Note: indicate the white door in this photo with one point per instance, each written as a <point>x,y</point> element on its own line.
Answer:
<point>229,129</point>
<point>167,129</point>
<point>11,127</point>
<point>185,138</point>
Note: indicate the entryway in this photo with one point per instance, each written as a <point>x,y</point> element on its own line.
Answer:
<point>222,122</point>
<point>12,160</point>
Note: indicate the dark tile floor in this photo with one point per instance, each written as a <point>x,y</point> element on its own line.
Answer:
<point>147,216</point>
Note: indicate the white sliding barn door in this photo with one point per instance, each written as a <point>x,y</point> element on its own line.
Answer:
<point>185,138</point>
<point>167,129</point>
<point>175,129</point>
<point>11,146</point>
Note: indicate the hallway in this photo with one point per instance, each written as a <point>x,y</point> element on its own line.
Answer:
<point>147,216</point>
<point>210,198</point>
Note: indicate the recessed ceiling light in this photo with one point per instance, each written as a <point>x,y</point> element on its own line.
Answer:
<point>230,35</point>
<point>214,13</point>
==
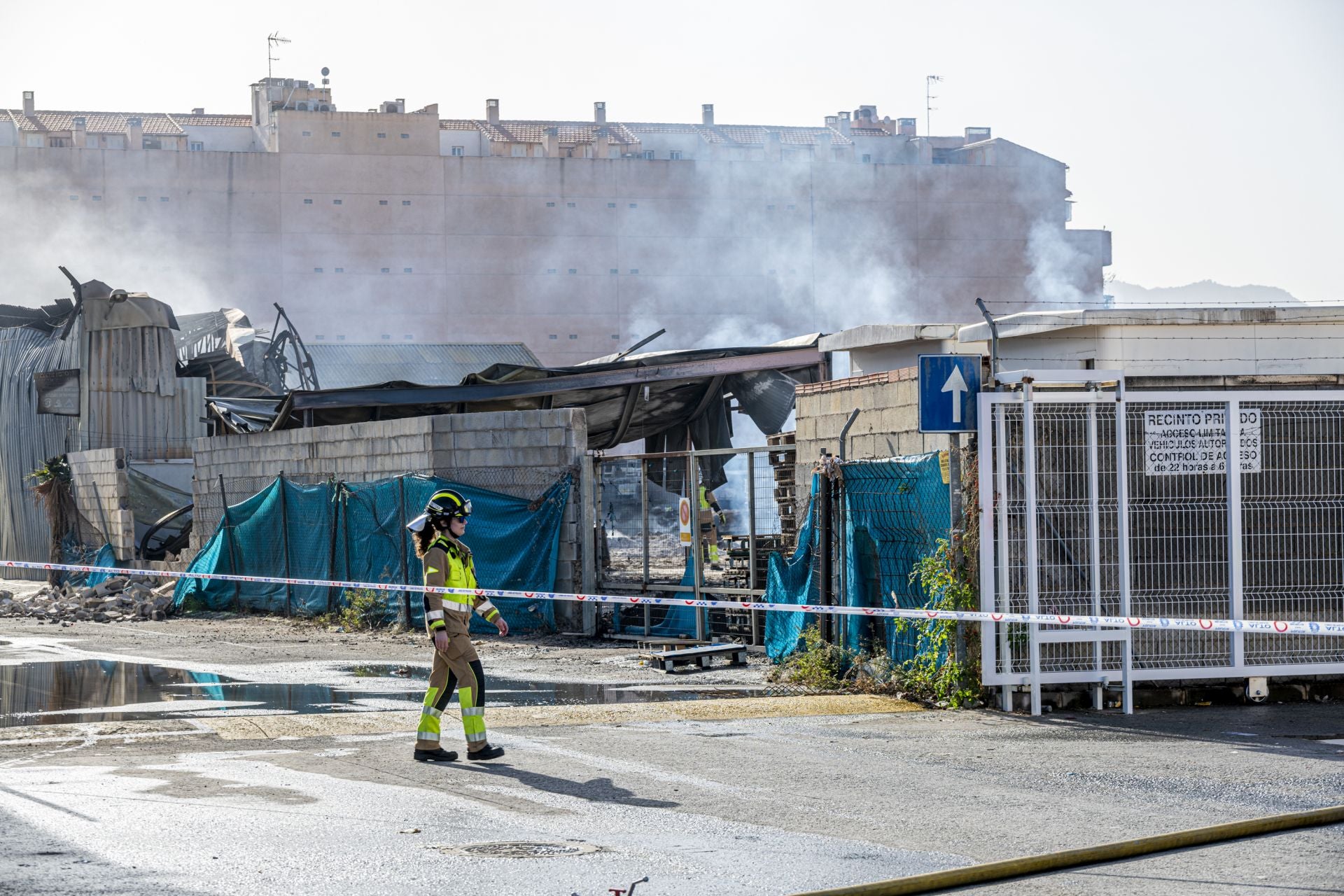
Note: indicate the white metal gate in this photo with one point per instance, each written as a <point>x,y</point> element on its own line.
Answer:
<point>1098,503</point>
==
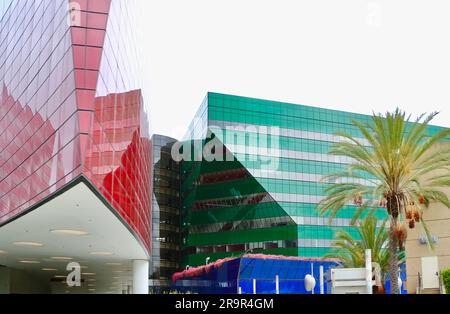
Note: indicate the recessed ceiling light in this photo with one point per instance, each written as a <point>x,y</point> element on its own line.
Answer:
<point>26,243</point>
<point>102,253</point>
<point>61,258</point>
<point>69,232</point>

- **THE EXERCISE**:
Rescale part of the records above: begin at the line that contains "Note: indicate the white sliding" and stop after the line that contains "<point>11,146</point>". Rewrite every line in that span, the request included, with each point coordinate in the answers multiplied by 1.1 and rounded to a whole number, halves rounding up.

- **WORKED SOLUTION**:
Note: indicate the white sliding barn door in this photo with one point per instance, each written as a <point>x,y</point> element on its own line.
Answer:
<point>204,152</point>
<point>184,142</point>
<point>193,142</point>
<point>12,161</point>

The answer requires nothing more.